Задание A = Переведите на английский язык это предложение из текста об антикоррупционном контроле: «В анализируемой практике антикоррупционного контроля значение приобретают экономические интересы, а не формализованный порядок принадлежности тех или иных материальных ценностей к определённому лицу».

Исходный текст =
......
Однако подобный вариант всегда соприкасается с экономическим потенциалом региональных бюджетов, которые в условиях кризисных тенденций не в состоянии обеспечить потребности архаичных мер антикоррупционного контроля. Если стандартный комплекс мероприятий, выступающих обязанностью всех российских регионов в противодействии коррупции, фактически обладает избирательным характером, то внедрение других, более широких мер антикоррупционного контроля в такой ситуации невозможно.

Второй способ сопряжён с переориентацией региональных методов превентивного воздействия на коррупцию, которые повлекут трансформацию всех мер антикоррупционного контроля. Данный вариант зарекомендовал себя в отдельных зарубежных странах, что позволяет расширить не только объект проводимых проверок, но ускорить их во временном диапазоне. Он заключается в перекрёстной верификации той информации, которая предоставляется самими должностными лицами. При этом часть таких сведений проверяется государственными институтами антикоррупционного контроля, а остальной массив информации либо передаётся институтам гражданского общества, либо смежным органам, представляющим другие ветви власти (законодательные институты, органы, курирующие проведение выборов, а также специальные комиссии по профессиональной этике) [17, с. 88].

Реализация второго механизма антикоррупционного контроля основана на презумпции признания необоснованных доходов, расходов и имущества незаконными, если их обладатель (должностное лицо и члены его семьи) не могут в кратчайшие сроки объяснить легальность происхождения спорных ценностей. Такая практика в 2019 г. была введена в Великобритании и Канаде в качестве нового этапа противодействия отмыванию преступных доходов [18, с. 30]. При этом определяющим критерием служит не столько официально задекларированные активы, сколько экономическое поведение самого подконтрольного субъекта.

В анализируемой практике антикоррупционного контроля значение приобретают экономические интересы, а не формализованный порядок принадлежности тех или иных материальных ценностей к определённому лицу. Это позволяет выявить истинных бенефициаров средств, оформленных на подставных субъектов либо не имеющих вообще никакого юридического характера (наличная масса и движимые объекты). В подобном механизме совершение подконтрольным лицом дорогостоящих сделок верифицируется его фактическими затратами, которые либо подтверждаются выписками с банковских счетов, либо возложением обязанности по соответствующему отчёту на бизнес-структуры (на контрагентов коррупционера).
......
Данные для задания =
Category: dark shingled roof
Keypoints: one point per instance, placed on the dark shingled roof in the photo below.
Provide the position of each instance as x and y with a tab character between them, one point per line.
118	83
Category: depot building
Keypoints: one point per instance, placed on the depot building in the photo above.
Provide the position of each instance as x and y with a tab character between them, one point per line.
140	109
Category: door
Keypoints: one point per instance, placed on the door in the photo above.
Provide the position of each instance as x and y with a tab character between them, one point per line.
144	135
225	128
......
Задание B = Преобразуйте в CSV с двумя столбцами, «запрос» и «ответ», участок записей от строки, содержащей «Category: depot building», до конца записей включительно. Каждой записи отведите одну строку, каждое поле заключите в кавычки, а переносы строк внутри поля замените пробелами.

Правильный ответ A = In the anti-corruption control practice under analysis, it is economic interests that become significant, rather than the formalized procedure establishing that particular material assets belong to a certain person.

Правильный ответ B =
запрос,ответ
"Category: depot building Keypoints: one point per instance, placed on the depot building in the photo above. Provide the position of each instance as x and y with a tab character between them, one point per line.","140	109"
"Category: door Keypoints: one point per instance, placed on the door in the photo above. Provide the position of each instance as x and y with a tab character between them, one point per line.","144	135 225	128"